***** Raw records

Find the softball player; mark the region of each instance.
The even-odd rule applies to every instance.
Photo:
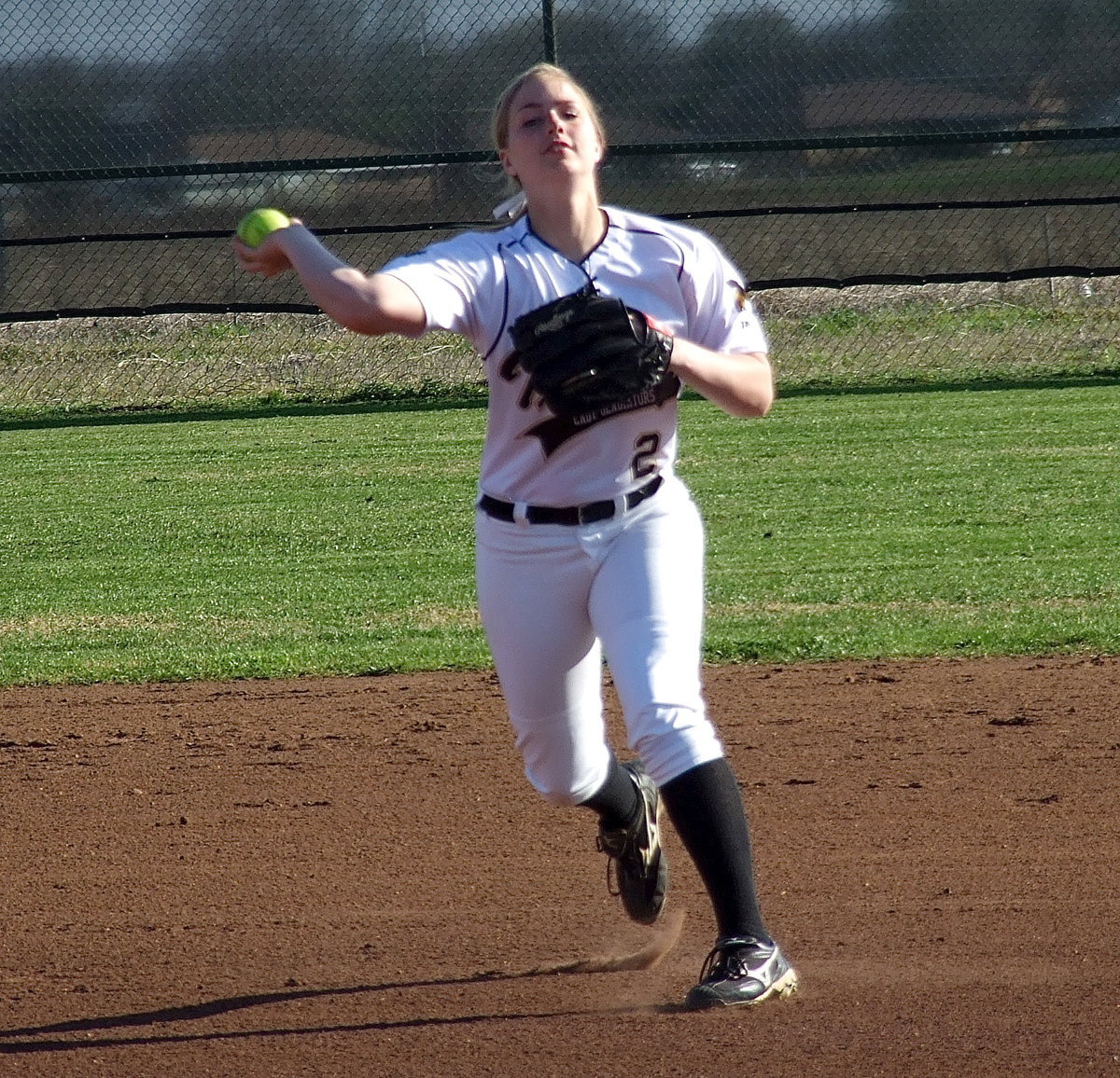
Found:
[[[249,272],[293,269],[310,298],[357,332],[469,339],[489,406],[476,510],[479,609],[529,781],[599,818],[608,885],[652,924],[669,870],[661,807],[710,896],[717,941],[685,1005],[753,1004],[796,988],[768,932],[735,776],[701,690],[703,527],[674,471],[680,382],[732,415],[773,402],[767,341],[743,278],[691,229],[598,196],[606,140],[587,93],[536,65],[494,115],[502,167],[524,213],[366,275],[298,221],[258,247]],[[665,388],[629,406],[554,415],[526,388],[510,328],[590,285],[672,334]],[[678,381],[679,379],[679,381]],[[603,660],[636,759],[607,743]]]

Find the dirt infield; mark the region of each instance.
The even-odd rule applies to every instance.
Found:
[[[1120,1078],[1120,659],[708,686],[803,982],[719,1014],[486,674],[0,692],[0,1075]]]

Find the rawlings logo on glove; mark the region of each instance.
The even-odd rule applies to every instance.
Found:
[[[591,285],[522,315],[511,335],[530,386],[557,415],[609,411],[673,377],[672,336]]]

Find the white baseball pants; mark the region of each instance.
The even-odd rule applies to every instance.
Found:
[[[700,684],[704,535],[676,478],[629,513],[577,526],[475,522],[483,625],[525,763],[554,805],[607,776],[603,658],[629,748],[657,785],[724,748]]]

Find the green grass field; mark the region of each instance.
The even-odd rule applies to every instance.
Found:
[[[1114,381],[682,404],[708,656],[1120,650]],[[0,684],[484,666],[477,401],[0,426]]]

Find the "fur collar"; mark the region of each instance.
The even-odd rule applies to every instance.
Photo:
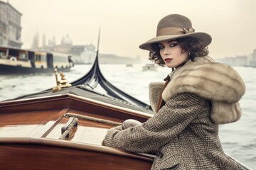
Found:
[[[173,72],[162,98],[166,101],[183,92],[210,100],[210,118],[216,124],[235,122],[241,116],[238,101],[245,92],[244,81],[231,67],[209,57],[196,57]]]

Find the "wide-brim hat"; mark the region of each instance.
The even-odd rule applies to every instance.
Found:
[[[139,45],[139,48],[152,51],[151,45],[154,43],[186,37],[199,40],[206,47],[212,40],[210,35],[207,33],[195,33],[191,21],[187,17],[179,14],[171,14],[164,17],[159,22],[156,36]]]

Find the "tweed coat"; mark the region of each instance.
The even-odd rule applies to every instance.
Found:
[[[208,57],[197,60],[203,60],[198,62],[196,60],[194,62],[197,64],[208,62],[214,64],[213,61],[209,62],[210,59]],[[189,66],[194,64],[194,62],[186,63],[182,69],[188,65],[189,68]],[[237,103],[242,97],[244,89],[245,89],[242,80],[237,73],[234,73],[235,70],[230,69],[229,71],[232,71],[232,73],[229,75],[235,74],[239,77],[233,78],[234,81],[230,80],[230,82],[228,82],[230,84],[228,85],[219,86],[220,89],[225,88],[226,85],[237,86],[233,88],[235,90],[230,93],[229,96],[232,97],[230,100],[226,98],[223,100],[221,96],[211,96],[210,95],[218,96],[218,94],[207,94],[207,91],[208,91],[206,89],[210,87],[203,89],[203,94],[206,94],[204,96],[201,93],[198,93],[201,91],[191,90],[191,88],[183,91],[178,90],[178,93],[170,94],[170,91],[176,91],[177,89],[172,89],[169,84],[171,85],[171,83],[176,79],[175,77],[180,77],[183,72],[187,72],[186,69],[180,72],[177,72],[178,70],[175,71],[176,74],[174,72],[171,75],[170,83],[163,91],[162,97],[166,101],[166,104],[157,114],[140,125],[126,130],[122,130],[121,126],[117,126],[109,130],[104,139],[104,144],[137,153],[155,152],[156,156],[151,169],[242,169],[224,153],[218,137],[218,125],[216,123],[234,122],[240,118],[238,115],[235,120],[233,113],[230,113],[229,110],[225,113],[225,117],[228,118],[230,115],[232,117],[230,119],[227,118],[223,121],[221,115],[224,114],[223,110],[225,107],[233,108],[234,103]],[[215,75],[207,75],[207,77],[212,79],[211,81],[208,81],[210,84],[215,81]],[[240,85],[237,85],[238,83],[235,84],[238,79]],[[186,84],[186,81],[183,79],[181,82],[185,82],[181,84]],[[195,84],[194,87],[196,87],[196,82],[193,84],[191,82],[190,84],[192,86]],[[207,86],[210,85],[204,85],[204,86]],[[178,88],[178,86],[174,86]],[[214,85],[211,87],[215,88]],[[220,91],[221,90],[223,89],[220,89]],[[239,91],[240,94],[234,91]],[[222,108],[220,110],[220,114],[218,113],[218,109],[213,109],[213,103],[215,101],[217,101],[217,106],[214,107]],[[225,104],[223,104],[223,102]],[[240,111],[238,108],[239,105],[235,106],[238,108],[235,109],[234,112]],[[240,113],[236,113],[240,114]],[[220,120],[218,120],[218,116],[213,117],[213,114],[220,116]],[[213,118],[215,120],[213,120]]]

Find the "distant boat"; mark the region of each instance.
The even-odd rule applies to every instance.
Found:
[[[156,70],[156,67],[154,64],[146,64],[146,65],[142,67],[143,71],[146,70]]]
[[[71,56],[0,46],[0,73],[40,73],[68,71],[74,66]]]

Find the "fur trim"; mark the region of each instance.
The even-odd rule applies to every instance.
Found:
[[[178,94],[191,92],[203,98],[230,103],[238,102],[245,92],[245,84],[231,67],[210,61],[209,57],[196,57],[175,70],[163,91],[168,101]]]
[[[154,113],[156,113],[158,103],[164,84],[164,82],[152,82],[149,84],[149,103]]]
[[[190,92],[212,101],[210,117],[215,123],[233,123],[240,118],[238,102],[245,92],[245,86],[231,67],[215,62],[209,57],[198,57],[176,69],[171,79],[162,93],[165,101]]]

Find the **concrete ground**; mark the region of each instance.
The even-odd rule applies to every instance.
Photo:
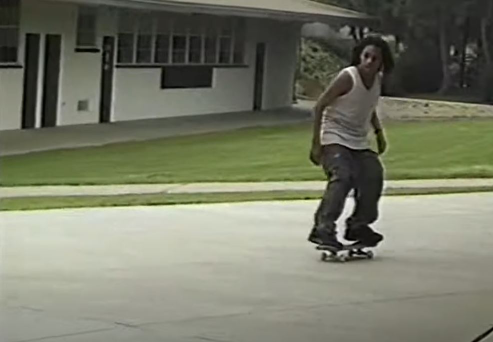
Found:
[[[304,103],[291,107],[262,111],[3,131],[0,133],[0,156],[279,125],[304,122],[311,117],[310,108]]]
[[[346,264],[306,241],[317,205],[0,213],[0,340],[466,342],[493,324],[493,194],[386,197],[377,257]]]

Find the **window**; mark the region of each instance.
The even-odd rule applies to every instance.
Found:
[[[118,63],[133,63],[135,50],[135,16],[129,12],[120,12],[118,21]]]
[[[96,22],[97,9],[95,7],[80,6],[77,17],[77,47],[96,46]]]
[[[202,14],[122,11],[118,63],[140,64],[241,64],[243,21]]]
[[[187,51],[187,36],[173,35],[173,63],[185,63],[185,56]]]
[[[189,43],[188,62],[200,63],[202,62],[202,37],[200,35],[191,36]]]
[[[235,27],[234,36],[233,63],[243,64],[245,62],[245,25],[243,22],[240,22]]]
[[[214,28],[207,31],[205,36],[205,62],[217,63],[217,32]]]
[[[0,0],[0,63],[17,61],[19,2],[19,0]]]
[[[212,67],[207,65],[166,66],[162,69],[161,88],[210,88]]]
[[[159,18],[156,30],[156,42],[154,49],[154,61],[156,63],[169,62],[170,38],[171,27],[169,20],[166,17]]]
[[[228,63],[231,59],[231,37],[219,38],[219,63]]]
[[[137,62],[151,63],[152,61],[152,37],[154,35],[152,17],[142,15],[139,20],[137,36]]]

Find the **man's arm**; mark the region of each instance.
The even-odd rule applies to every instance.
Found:
[[[377,115],[376,111],[374,111],[372,114],[372,125],[373,126],[374,131],[377,136],[378,153],[379,154],[382,154],[387,150],[387,142],[385,138],[385,134],[384,134],[383,129],[382,128],[380,119],[379,119],[378,115]]]
[[[372,125],[373,126],[373,130],[376,134],[382,130],[382,124],[380,123],[380,119],[377,115],[377,111],[374,111],[372,114]]]
[[[320,127],[324,111],[339,96],[349,92],[353,88],[353,79],[347,72],[340,74],[332,81],[324,93],[320,95],[314,108],[315,119],[313,124],[313,139],[315,145],[320,144]]]

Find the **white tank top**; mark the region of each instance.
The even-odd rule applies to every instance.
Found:
[[[324,111],[320,142],[322,145],[339,144],[355,150],[369,149],[372,114],[376,109],[380,96],[382,75],[377,74],[369,89],[356,66],[344,69],[340,75],[343,72],[351,75],[353,88],[347,94],[338,97]]]

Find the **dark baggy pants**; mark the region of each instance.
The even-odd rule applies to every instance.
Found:
[[[375,222],[384,180],[378,154],[370,150],[328,145],[322,146],[322,163],[329,180],[315,213],[314,228],[335,231],[335,222],[351,189],[354,190],[356,203],[346,221],[348,229],[366,227]]]

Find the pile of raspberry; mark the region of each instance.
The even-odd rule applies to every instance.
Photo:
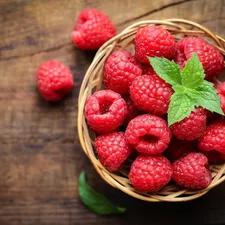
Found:
[[[183,68],[197,53],[205,79],[215,83],[225,113],[225,82],[214,81],[224,69],[223,56],[200,37],[176,42],[161,26],[140,28],[134,49],[134,54],[127,50],[111,53],[104,65],[104,90],[86,102],[85,116],[96,133],[100,162],[115,172],[129,157],[135,158],[129,181],[141,192],[157,192],[169,183],[193,190],[206,188],[212,181],[209,163],[225,162],[225,120],[196,107],[189,117],[169,127],[173,89],[155,73],[147,56],[174,60]]]

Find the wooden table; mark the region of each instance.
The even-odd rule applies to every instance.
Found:
[[[146,203],[105,184],[77,136],[79,87],[94,53],[74,47],[70,34],[85,7],[108,14],[118,32],[145,19],[186,18],[225,37],[224,0],[0,0],[0,224],[139,225],[225,223],[225,184],[187,203]],[[68,65],[75,88],[60,103],[38,94],[35,71],[48,59]],[[102,217],[82,205],[77,179],[127,207]]]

**********

Copy the entries word for word, beginning at the line that contains "Find the **white" and running through the last line of the entries. Omit the pictures from your copy.

Find the **white tank top**; mark the region of each instance.
The even-odd rule applies to every instance.
Found:
[[[324,111],[320,142],[322,145],[339,144],[355,150],[369,149],[372,114],[376,109],[380,96],[382,75],[377,74],[369,89],[356,66],[344,69],[340,75],[343,72],[351,75],[353,88],[347,94],[338,97]]]

Find the **dark baggy pants**; mark the region of each instance.
The even-odd rule applies to every instance.
Found:
[[[375,222],[384,180],[378,154],[370,150],[328,145],[322,146],[322,163],[329,180],[315,213],[314,228],[335,231],[335,222],[351,189],[354,190],[356,203],[346,221],[348,229],[366,227]]]

Find the pile of raspberry; mark the region of each instance.
The even-odd rule applies to every instance.
Photo:
Found:
[[[183,68],[197,53],[205,79],[215,83],[225,113],[225,82],[214,81],[224,69],[223,56],[200,37],[176,42],[161,26],[140,28],[134,49],[134,54],[127,50],[111,53],[104,65],[104,90],[86,102],[85,116],[96,133],[100,162],[115,172],[129,157],[135,158],[129,181],[141,192],[157,192],[169,183],[193,190],[206,188],[212,181],[209,163],[225,162],[225,120],[196,107],[189,117],[169,127],[173,89],[155,73],[147,56],[174,60]]]

Find the wooden table; mark the region of each instance.
The even-odd rule applies to every instance.
Found:
[[[146,203],[105,184],[77,136],[79,87],[94,53],[74,47],[70,34],[85,7],[108,14],[118,32],[145,19],[186,18],[225,37],[224,0],[0,0],[0,224],[139,225],[225,223],[225,184],[187,203]],[[68,65],[75,88],[60,103],[38,94],[35,71],[48,59]],[[102,217],[82,205],[77,179],[127,207]]]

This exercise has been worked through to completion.